## Available data
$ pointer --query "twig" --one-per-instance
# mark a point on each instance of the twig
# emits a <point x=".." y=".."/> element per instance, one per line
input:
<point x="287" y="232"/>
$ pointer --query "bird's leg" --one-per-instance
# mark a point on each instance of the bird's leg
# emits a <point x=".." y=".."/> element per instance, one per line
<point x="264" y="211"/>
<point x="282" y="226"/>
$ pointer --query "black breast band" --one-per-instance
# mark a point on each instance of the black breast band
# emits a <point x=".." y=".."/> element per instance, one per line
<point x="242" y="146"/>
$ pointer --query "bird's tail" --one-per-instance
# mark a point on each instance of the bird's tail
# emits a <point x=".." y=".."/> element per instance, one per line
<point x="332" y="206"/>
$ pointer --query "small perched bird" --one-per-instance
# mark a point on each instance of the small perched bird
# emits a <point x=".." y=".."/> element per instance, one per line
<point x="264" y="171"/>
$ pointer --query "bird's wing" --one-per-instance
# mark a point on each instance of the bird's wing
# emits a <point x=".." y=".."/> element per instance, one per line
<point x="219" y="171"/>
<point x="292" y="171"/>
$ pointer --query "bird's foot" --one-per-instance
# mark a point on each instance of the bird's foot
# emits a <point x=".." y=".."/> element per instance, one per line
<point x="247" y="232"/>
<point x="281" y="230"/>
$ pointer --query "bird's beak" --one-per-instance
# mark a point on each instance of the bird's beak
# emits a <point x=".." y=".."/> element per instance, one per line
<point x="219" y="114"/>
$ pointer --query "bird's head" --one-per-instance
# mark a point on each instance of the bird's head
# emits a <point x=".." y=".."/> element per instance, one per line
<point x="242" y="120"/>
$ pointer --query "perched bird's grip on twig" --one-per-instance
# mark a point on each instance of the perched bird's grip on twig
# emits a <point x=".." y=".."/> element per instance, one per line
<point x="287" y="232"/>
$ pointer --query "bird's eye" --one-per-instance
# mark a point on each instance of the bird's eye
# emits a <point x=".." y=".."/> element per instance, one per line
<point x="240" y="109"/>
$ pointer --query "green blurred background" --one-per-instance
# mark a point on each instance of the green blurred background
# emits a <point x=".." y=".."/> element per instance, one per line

## Aim
Can you give every line above again, exactly as written?

## Answer for this exercise
$ pointer --query "twig" --one-per-instance
# mark a point on each instance of the twig
# emits a <point x=".." y=".."/> element per instance, one per line
input:
<point x="287" y="232"/>
$ pointer --query "bird's leg" --one-per-instance
# mark a point on each instance of the bird's leg
# emits a <point x=".." y=".."/> element per instance, one per line
<point x="264" y="211"/>
<point x="282" y="226"/>
$ pointer --query "black breast band" --one-per-instance
# mark a point on each instance of the black breast band
# emits a <point x=".." y=".."/> element per instance, one per line
<point x="242" y="146"/>
$ pointer --query "bird's tail" --one-per-instance
# mark a point on each instance of the bird's tail
# emits a <point x=".." y=".."/> element per instance, one per line
<point x="332" y="206"/>
$ pointer --query "small perched bird" --one-per-instance
# mark a point on each instance of the small perched bird
# emits a <point x=".." y=".."/> element per instance, one per line
<point x="264" y="171"/>
$ pointer --query "bird's wing" --one-per-instance
# mark a point on each instance of the bird's wing
# emits a <point x=".." y=".."/> element per instance, one per line
<point x="219" y="171"/>
<point x="292" y="171"/>
$ pointer --query "bird's foot" --one-per-instance
# mark a point on each instance of the bird's foot
# emits a <point x=".." y=".."/> element per instance, one per line
<point x="247" y="232"/>
<point x="281" y="230"/>
$ pointer --query "bird's beak" --one-per-instance
# mark a point on each instance of the bird's beak
# emits a <point x=".." y=".."/> element per instance, one per line
<point x="219" y="114"/>
$ pointer --query "bird's head" --one-per-instance
# mark a point on each instance of the bird's head
# emits a <point x=".." y=".."/> element per instance, one per line
<point x="242" y="120"/>
$ pointer --query "perched bird's grip on twig" --one-per-instance
# mark a point on each instance of the perched bird's grip on twig
# emits a <point x=".." y=".."/> element per instance, one per line
<point x="287" y="232"/>
$ pointer --query "bird's eye" --one-per-instance
# mark a point on each instance of the bird's eye
# emits a <point x=".." y=".."/> element per instance, one per line
<point x="240" y="109"/>
$ pointer --query "green blurred background" --one-per-instance
# mark a point on each instance of the green blurred background
# emits a <point x=".." y=".."/> element per instance, one per line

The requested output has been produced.